COMPITO ASSEGNATO: Ricopia dal brano sulla gara d'appalto tutto quello che va da "Al riguardo, non" fino a "la propria offerta.".

TESTO DI LETTURA:
========
Al riguardo, non ha difficoltà il Collegio ad escludere che la lettura dell’art. 14 del capitolato, ove precisa che il seggio di gara «… procederà… all’individuazione delle offerte anormalmente basse, le quali, se del caso, saranno sottoposte a verifica…», conceda al seggio stesso una discrezionalità sull’an dell’attivazione della procedura per la verifica dell’anomalia. Più semplicemente, i termini «se del caso» indicano solo che, ove individuata l’offerta anomala, essa sarà sottoposta a verifica ai sensi degli artt. 87 e 88 del Dlg 163/2006, tranne che l’impresa non abbia già giustificato aliunde la propria offerta.

Ma tutto questo non è realmente in discussione, giacché nella specie il seggio di gara non ha affatto esercitato la paventata “discrezionalità”, come si vede non prevista dal capitolato, almeno non nel senso indicato dalla controinteressata.

Invece, il seggio di gara, così esprimendo solo un giudizio tecnico in sé non erroneo, né irrazionale, ha preso le mosse dalla valutazione del compenso complessivo di agenzia, fissato come minimo dal capitolato al 5% (Ca min). In concreto, questo è stato esposto in offerta con valori simili da tutte le imprese partecipanti, comprese l’ATI appellante (5%) e la controinteressata (5,7%), onde v’è stata sì equivalenza sostanziale tra tali offerte, ma pure corrispondenza dei relativi valori rispetto al compenso minimo stabilito dal capitolato. Rettamente, quindi, il seggio di gara non ha ritenuto di sottoporre ad ulteriore e pignola valutazione il compenso dell’ATI appellante, in assenza di altri, evidenti e sicuri indici d’anomalia, appunto perché questo s’è appalesato la mera ribadizione di ciò che la lex specialis ritenne congruo quale remunerazione per il servizio appaltando.

Insomma, detto riferimento al valore minimo di capitolato è in sé giustificato e, come tale, non necessita di ulteriori spiegazioni, donde l’inutilità dell’effusione d’una verifica il cui risultato non sarebbe stato altro che la conferma del valore già a prioristabilito e riconosciuto come congruo.

5.3. – Va respinto pure il sesto motivo del ricorso di primo grado, con cui la controinteressata denuncia l’omessa attivazione, da parte della stazione appaltante, della verifica sul possesso dei requisiti ex art. 38 del Dlg 163/2006.
========
RECORD FORNITI:

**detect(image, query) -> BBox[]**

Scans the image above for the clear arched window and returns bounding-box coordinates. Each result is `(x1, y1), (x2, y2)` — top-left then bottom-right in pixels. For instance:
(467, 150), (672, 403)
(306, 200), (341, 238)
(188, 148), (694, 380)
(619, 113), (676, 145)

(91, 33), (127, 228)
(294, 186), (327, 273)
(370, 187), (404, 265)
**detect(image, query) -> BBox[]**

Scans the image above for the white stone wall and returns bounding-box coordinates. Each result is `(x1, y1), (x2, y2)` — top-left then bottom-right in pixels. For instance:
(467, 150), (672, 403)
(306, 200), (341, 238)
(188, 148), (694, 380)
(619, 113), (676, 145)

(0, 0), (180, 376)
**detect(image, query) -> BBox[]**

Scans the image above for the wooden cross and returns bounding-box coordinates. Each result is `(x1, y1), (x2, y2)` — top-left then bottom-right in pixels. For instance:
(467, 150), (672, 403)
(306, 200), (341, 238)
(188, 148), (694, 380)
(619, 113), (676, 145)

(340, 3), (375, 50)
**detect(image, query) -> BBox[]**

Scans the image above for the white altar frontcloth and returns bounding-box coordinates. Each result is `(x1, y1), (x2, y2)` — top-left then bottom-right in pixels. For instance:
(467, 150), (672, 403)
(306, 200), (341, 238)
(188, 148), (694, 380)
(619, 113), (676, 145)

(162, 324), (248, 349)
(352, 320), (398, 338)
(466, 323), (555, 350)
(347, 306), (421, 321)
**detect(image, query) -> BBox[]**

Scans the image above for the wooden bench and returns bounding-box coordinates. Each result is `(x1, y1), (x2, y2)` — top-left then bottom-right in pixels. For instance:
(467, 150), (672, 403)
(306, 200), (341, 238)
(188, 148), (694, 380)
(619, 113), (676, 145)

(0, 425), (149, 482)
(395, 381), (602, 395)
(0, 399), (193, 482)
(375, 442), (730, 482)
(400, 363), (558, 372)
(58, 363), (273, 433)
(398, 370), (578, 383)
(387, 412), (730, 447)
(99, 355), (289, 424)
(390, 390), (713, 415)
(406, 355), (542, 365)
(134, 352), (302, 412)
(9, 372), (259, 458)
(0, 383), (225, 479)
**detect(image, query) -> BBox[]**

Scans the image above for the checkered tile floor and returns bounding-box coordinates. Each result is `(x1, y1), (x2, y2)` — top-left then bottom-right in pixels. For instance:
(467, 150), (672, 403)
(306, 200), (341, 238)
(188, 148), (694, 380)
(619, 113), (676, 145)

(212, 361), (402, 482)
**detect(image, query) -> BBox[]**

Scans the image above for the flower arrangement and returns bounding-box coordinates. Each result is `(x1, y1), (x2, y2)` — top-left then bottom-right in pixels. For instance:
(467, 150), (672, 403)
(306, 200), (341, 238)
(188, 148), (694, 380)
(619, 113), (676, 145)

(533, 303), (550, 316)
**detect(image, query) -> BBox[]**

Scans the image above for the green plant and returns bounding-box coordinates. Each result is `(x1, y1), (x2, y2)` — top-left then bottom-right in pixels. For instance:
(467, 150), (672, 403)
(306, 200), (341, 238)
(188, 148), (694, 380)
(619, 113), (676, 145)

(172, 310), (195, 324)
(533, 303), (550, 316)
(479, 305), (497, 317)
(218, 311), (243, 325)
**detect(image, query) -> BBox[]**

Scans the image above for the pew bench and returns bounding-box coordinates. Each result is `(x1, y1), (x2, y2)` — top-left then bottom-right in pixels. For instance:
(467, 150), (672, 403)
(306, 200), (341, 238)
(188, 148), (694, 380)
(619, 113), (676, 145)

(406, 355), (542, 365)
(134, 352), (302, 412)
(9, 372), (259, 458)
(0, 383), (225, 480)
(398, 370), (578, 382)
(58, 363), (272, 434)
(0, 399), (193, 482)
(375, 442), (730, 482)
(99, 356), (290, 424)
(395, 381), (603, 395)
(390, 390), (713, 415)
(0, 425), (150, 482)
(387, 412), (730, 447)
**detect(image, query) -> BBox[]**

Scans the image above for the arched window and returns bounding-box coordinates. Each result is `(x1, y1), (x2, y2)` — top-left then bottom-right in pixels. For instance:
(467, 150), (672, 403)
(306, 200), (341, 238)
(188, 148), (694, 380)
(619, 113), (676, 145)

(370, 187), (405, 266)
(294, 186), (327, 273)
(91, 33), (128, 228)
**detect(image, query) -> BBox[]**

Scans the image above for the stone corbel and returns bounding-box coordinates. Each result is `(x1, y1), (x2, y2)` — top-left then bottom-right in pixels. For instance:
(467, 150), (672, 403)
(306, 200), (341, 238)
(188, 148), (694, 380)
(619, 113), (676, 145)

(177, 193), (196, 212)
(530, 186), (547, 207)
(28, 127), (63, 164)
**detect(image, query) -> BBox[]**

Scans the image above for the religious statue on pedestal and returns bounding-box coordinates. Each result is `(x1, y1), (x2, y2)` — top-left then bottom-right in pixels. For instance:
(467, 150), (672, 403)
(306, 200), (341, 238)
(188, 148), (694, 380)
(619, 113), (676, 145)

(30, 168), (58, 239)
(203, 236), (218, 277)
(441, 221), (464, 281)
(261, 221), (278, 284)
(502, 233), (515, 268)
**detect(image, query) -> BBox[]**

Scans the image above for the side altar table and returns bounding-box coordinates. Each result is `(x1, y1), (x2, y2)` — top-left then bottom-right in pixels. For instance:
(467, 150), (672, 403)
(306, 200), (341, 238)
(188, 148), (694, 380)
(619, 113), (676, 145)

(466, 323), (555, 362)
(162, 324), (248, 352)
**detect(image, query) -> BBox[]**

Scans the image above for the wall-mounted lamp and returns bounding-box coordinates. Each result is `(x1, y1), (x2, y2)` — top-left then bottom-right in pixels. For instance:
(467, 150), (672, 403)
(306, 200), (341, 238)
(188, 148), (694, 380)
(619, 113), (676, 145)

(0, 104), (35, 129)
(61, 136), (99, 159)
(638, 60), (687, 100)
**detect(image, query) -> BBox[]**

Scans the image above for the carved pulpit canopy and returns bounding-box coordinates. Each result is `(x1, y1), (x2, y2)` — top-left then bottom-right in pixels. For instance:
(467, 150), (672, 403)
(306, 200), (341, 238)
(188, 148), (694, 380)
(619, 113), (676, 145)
========
RISULTATO:
Al riguardo, non ha difficoltà il Collegio ad escludere che la lettura dell’art. 14 del capitolato, ove precisa che il seggio di gara «… procederà… all’individuazione delle offerte anormalmente basse, le quali, se del caso, saranno sottoposte a verifica…», conceda al seggio stesso una discrezionalità sull’an dell’attivazione della procedura per la verifica dell’anomalia. Più semplicemente, i termini «se del caso» indicano solo che, ove individuata l’offerta anomala, essa sarà sottoposta a verifica ai sensi degli artt. 87 e 88 del Dlg 163/2006, tranne che l’impresa non abbia già giustificato aliunde la propria offerta.